:: CHALLENGE ::
Transfer the records, starting at the line containing "the white building." and ending at the last line of the records, keeping the requests, and add -95 to every bounding-box coordinate in the answers.

:: RECORDS TO USE ::

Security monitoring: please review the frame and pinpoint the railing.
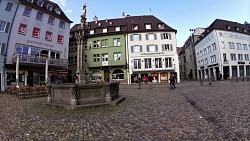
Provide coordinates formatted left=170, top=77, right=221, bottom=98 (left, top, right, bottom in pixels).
left=12, top=54, right=68, bottom=66
left=86, top=60, right=126, bottom=67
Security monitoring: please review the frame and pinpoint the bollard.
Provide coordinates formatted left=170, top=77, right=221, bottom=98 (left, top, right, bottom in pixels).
left=200, top=79, right=203, bottom=86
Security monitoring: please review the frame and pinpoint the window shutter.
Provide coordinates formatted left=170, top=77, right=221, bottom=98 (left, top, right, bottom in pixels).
left=1, top=43, right=5, bottom=55
left=5, top=22, right=10, bottom=33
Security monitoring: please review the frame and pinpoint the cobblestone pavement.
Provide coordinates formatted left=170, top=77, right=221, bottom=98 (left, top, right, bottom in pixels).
left=0, top=81, right=250, bottom=141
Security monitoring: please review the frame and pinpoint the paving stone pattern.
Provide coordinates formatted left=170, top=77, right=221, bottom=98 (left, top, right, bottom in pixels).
left=0, top=81, right=250, bottom=141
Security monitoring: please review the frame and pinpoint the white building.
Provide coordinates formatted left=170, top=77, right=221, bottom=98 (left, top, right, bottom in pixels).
left=195, top=19, right=250, bottom=80
left=6, top=0, right=72, bottom=86
left=126, top=16, right=180, bottom=84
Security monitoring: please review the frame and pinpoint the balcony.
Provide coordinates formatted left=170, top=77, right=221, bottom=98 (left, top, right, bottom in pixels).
left=87, top=60, right=126, bottom=68
left=12, top=54, right=68, bottom=67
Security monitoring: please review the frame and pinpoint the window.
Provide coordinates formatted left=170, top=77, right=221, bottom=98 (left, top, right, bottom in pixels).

:: PROBLEM SOLUTION ::
Security monitoring: please review the frame and pinpoint the white building.
Provide coordinates formatted left=170, top=77, right=221, bottom=98 (left, top, right, bottom in pixels).
left=100, top=-76, right=155, bottom=-15
left=-89, top=-95, right=-23, bottom=-9
left=31, top=-79, right=85, bottom=-11
Security monitoring: please review the frame and pinpoint the balcony.
Provide coordinates formatted left=170, top=77, right=221, bottom=98 (left, top, right, bottom in pixels).
left=-8, top=-35, right=31, bottom=-27
left=-83, top=-41, right=-27, bottom=-28
Security monitoring: please review the frame and pinpoint the window.
Provide coordinates formatted left=170, top=77, right=221, bottom=98 (left, top, right, bottom in pixels).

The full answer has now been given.